**PROBLEM**
Repeat all the lines below exactly, but omit the pictures.

Saved data entries
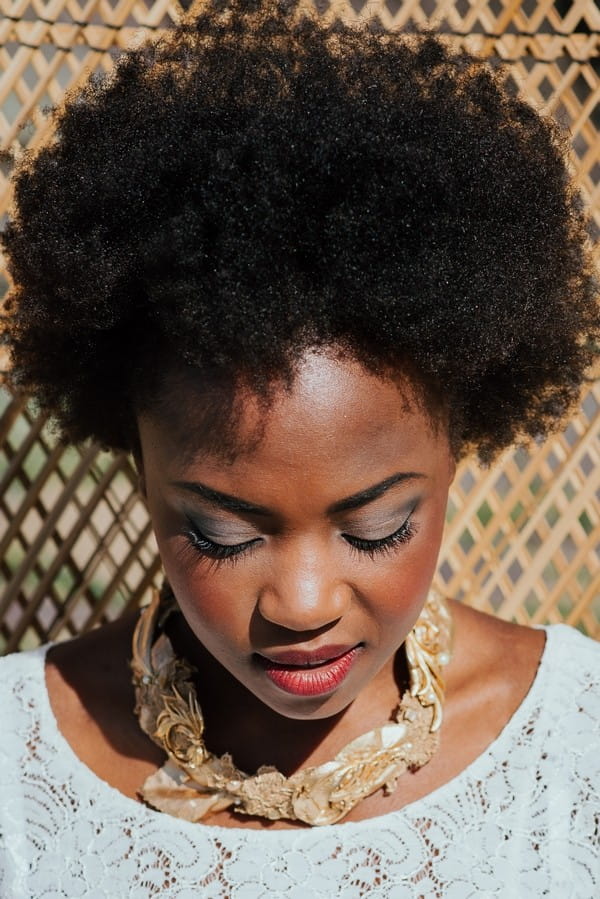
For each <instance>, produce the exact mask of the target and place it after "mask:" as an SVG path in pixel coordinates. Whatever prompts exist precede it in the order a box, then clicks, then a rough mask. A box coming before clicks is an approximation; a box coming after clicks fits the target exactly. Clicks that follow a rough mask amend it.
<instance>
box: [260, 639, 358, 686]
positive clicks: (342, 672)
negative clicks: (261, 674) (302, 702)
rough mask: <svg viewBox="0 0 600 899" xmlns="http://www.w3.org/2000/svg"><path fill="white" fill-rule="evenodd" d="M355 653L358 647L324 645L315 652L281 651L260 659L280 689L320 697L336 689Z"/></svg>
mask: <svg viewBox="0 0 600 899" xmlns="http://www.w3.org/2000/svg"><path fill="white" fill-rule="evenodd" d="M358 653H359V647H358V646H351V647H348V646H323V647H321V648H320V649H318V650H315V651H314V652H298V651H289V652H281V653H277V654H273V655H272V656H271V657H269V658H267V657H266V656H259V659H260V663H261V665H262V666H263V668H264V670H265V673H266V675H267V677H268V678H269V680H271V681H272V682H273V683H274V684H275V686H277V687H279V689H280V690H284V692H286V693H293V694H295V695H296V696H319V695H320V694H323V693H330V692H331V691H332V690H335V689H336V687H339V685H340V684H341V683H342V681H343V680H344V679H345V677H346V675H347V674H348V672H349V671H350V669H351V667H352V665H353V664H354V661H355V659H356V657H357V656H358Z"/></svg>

**EXERCISE ANSWER**
For each <instance>, produce the exact mask of the target and place it after "mask:" as an SVG path in pixel coordinates. Whatever prompts exist precede it in the order a box, then clicks, then a rough mask. A box coming before clicks is an approximation; a box coming after clicks fits the target exactly. Clicks that follow a rough mask amend it.
<instance>
box: [260, 639, 358, 686]
positive clicks: (342, 672)
negative clicks: (261, 674) (302, 702)
rough mask: <svg viewBox="0 0 600 899" xmlns="http://www.w3.org/2000/svg"><path fill="white" fill-rule="evenodd" d="M355 653L358 647L324 645L315 652L281 651L260 659L280 689L320 697L336 689Z"/></svg>
mask: <svg viewBox="0 0 600 899" xmlns="http://www.w3.org/2000/svg"><path fill="white" fill-rule="evenodd" d="M358 653H359V647H358V646H351V647H348V646H323V647H321V648H320V649H318V650H315V651H314V652H298V651H289V652H281V653H277V654H273V655H272V656H271V657H269V658H267V657H266V656H259V659H260V663H261V665H262V666H263V668H264V670H265V673H266V675H267V677H268V678H269V680H271V681H272V682H273V683H274V684H275V686H277V687H279V689H280V690H284V692H286V693H293V694H295V695H296V696H319V695H320V694H323V693H330V692H331V691H332V690H335V689H336V687H339V685H340V684H341V683H342V681H343V680H344V679H345V677H346V675H347V674H348V672H349V671H350V669H351V667H352V665H353V664H354V661H355V659H356V657H357V656H358Z"/></svg>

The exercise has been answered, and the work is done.